> _Exercise requirements_
Return each line below that contains the string "person", copied in full. The match is case-sensitive.

> _Records for processing_
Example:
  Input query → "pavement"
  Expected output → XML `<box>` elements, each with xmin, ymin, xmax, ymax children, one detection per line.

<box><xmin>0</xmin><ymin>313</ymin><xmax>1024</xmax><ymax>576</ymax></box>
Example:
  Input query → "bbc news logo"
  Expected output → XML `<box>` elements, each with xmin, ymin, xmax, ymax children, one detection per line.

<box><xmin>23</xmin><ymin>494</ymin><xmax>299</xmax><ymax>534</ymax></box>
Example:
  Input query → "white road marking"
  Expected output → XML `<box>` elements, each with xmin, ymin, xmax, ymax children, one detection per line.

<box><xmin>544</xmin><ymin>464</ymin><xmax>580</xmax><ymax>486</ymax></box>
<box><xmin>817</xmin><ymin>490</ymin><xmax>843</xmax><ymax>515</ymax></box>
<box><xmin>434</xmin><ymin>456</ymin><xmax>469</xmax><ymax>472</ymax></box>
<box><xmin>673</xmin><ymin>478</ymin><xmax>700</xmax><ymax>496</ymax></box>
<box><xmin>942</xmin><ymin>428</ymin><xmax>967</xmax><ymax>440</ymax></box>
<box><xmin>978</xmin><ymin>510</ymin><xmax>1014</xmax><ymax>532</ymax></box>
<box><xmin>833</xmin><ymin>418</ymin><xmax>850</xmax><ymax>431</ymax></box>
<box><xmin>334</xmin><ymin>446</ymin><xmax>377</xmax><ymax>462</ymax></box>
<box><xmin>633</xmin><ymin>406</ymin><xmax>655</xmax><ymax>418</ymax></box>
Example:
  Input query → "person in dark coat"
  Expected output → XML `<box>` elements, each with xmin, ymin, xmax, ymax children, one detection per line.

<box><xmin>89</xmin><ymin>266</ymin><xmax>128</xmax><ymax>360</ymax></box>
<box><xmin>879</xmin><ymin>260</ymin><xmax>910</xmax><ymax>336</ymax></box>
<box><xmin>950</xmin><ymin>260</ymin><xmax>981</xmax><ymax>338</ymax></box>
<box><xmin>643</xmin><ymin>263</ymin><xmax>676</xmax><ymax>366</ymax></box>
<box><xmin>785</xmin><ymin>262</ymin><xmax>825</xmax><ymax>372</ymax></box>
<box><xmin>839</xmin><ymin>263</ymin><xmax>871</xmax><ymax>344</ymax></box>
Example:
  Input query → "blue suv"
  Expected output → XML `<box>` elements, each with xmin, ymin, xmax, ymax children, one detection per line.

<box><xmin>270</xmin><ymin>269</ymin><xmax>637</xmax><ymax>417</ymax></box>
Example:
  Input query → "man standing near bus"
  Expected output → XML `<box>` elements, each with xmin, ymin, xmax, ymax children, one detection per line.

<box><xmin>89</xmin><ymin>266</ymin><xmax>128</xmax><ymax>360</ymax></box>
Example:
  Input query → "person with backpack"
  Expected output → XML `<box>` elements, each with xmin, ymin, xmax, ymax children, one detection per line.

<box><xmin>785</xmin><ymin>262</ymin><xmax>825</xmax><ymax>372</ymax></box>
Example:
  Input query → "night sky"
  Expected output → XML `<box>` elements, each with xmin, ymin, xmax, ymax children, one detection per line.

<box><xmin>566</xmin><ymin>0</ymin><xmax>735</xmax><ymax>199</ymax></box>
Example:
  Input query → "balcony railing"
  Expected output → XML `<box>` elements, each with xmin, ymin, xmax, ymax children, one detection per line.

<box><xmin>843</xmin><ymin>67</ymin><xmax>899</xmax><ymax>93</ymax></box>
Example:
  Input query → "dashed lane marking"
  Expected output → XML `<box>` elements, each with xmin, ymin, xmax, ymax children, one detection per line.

> _Solution for this exercise_
  Input query → "person in dark coat"
  Input query → "person with backpack"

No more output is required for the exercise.